▶ INSTRUCTION:
Write out the records again, exactly, leaving none out.

[Collected data entries]
┏━━
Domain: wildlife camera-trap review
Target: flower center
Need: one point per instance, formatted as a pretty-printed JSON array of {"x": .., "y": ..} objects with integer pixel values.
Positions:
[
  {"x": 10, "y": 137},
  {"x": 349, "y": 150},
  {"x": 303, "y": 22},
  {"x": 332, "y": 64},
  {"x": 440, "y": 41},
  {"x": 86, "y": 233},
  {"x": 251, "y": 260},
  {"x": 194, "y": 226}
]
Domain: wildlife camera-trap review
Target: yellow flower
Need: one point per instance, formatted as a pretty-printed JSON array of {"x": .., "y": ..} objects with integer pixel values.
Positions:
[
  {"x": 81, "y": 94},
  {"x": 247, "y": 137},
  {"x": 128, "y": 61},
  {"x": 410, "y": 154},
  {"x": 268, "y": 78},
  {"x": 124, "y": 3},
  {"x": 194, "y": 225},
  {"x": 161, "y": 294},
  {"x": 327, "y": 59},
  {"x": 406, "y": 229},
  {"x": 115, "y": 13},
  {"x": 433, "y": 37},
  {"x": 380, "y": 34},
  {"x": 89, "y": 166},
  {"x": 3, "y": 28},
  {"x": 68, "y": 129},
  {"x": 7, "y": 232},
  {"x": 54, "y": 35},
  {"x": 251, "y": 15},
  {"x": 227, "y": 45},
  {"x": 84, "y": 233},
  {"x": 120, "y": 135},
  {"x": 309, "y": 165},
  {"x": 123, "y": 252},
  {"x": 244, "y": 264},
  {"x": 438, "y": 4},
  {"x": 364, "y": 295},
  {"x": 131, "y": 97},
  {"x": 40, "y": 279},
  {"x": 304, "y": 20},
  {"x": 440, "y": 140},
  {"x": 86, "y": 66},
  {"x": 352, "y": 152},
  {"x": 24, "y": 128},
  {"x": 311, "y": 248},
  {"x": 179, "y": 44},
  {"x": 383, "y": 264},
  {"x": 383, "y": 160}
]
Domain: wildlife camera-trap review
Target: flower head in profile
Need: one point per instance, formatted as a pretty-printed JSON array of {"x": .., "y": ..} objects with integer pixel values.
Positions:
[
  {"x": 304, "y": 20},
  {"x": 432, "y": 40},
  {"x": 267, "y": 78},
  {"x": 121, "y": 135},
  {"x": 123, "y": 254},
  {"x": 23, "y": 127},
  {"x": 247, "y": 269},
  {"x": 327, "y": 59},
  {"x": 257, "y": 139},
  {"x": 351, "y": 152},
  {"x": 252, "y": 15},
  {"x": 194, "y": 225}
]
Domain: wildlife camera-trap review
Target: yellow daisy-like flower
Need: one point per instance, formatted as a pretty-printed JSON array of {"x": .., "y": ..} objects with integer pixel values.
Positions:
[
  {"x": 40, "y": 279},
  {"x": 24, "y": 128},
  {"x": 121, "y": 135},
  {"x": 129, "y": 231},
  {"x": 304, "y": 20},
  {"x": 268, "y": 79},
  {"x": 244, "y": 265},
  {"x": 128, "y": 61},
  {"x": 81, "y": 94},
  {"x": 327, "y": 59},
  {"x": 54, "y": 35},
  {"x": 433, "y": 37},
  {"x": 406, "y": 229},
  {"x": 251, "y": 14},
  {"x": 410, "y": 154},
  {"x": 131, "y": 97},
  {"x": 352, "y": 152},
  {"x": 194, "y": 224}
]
┗━━
▶ RESULT OF THIS EXERCISE:
Domain: wildlife camera-trap review
Target: flower center
Need: one point per instance, formatted as a pretty-printed JSON array of {"x": .., "y": ..} objects with integer pixel values.
Positions:
[
  {"x": 10, "y": 137},
  {"x": 349, "y": 150},
  {"x": 303, "y": 22},
  {"x": 332, "y": 64},
  {"x": 440, "y": 41},
  {"x": 86, "y": 233},
  {"x": 251, "y": 260},
  {"x": 194, "y": 226}
]
Domain: wildlife camera-trap review
Target: yellow flower
Need: one point per instance, formatted as a pretty-printed JSON array of {"x": .., "y": ..} objects with integer pixel values.
Positions:
[
  {"x": 81, "y": 94},
  {"x": 247, "y": 137},
  {"x": 128, "y": 61},
  {"x": 410, "y": 154},
  {"x": 268, "y": 78},
  {"x": 124, "y": 3},
  {"x": 194, "y": 225},
  {"x": 161, "y": 294},
  {"x": 327, "y": 59},
  {"x": 406, "y": 229},
  {"x": 115, "y": 13},
  {"x": 433, "y": 37},
  {"x": 380, "y": 34},
  {"x": 89, "y": 166},
  {"x": 3, "y": 28},
  {"x": 68, "y": 129},
  {"x": 7, "y": 232},
  {"x": 54, "y": 35},
  {"x": 251, "y": 15},
  {"x": 227, "y": 45},
  {"x": 84, "y": 233},
  {"x": 120, "y": 135},
  {"x": 309, "y": 165},
  {"x": 123, "y": 252},
  {"x": 244, "y": 264},
  {"x": 438, "y": 4},
  {"x": 364, "y": 295},
  {"x": 131, "y": 97},
  {"x": 40, "y": 279},
  {"x": 304, "y": 20},
  {"x": 440, "y": 140},
  {"x": 86, "y": 66},
  {"x": 352, "y": 152},
  {"x": 24, "y": 128},
  {"x": 311, "y": 248},
  {"x": 179, "y": 44},
  {"x": 383, "y": 264},
  {"x": 383, "y": 160}
]
Domain: wildlife camera-trap review
Target: flower head in profile
Need: one point per instance, formatted as a pretty-printed JSON array of {"x": .., "y": ..} objects with integer pixel values.
Positions:
[
  {"x": 304, "y": 20},
  {"x": 432, "y": 40},
  {"x": 267, "y": 78},
  {"x": 121, "y": 135},
  {"x": 123, "y": 254},
  {"x": 23, "y": 127},
  {"x": 247, "y": 269},
  {"x": 327, "y": 59},
  {"x": 257, "y": 139},
  {"x": 351, "y": 152},
  {"x": 252, "y": 15},
  {"x": 194, "y": 225}
]
Domain: wildlife camera-trap review
Target: yellow daisy-like flower
Need: one point per instance, formatted as a pretty-printed JSON array of {"x": .., "y": ..} objects with integer pixel values.
Positions:
[
  {"x": 40, "y": 279},
  {"x": 24, "y": 128},
  {"x": 121, "y": 135},
  {"x": 129, "y": 231},
  {"x": 304, "y": 20},
  {"x": 268, "y": 79},
  {"x": 244, "y": 265},
  {"x": 128, "y": 61},
  {"x": 81, "y": 94},
  {"x": 327, "y": 59},
  {"x": 54, "y": 35},
  {"x": 433, "y": 37},
  {"x": 406, "y": 229},
  {"x": 251, "y": 14},
  {"x": 410, "y": 154},
  {"x": 131, "y": 97},
  {"x": 352, "y": 152},
  {"x": 194, "y": 224}
]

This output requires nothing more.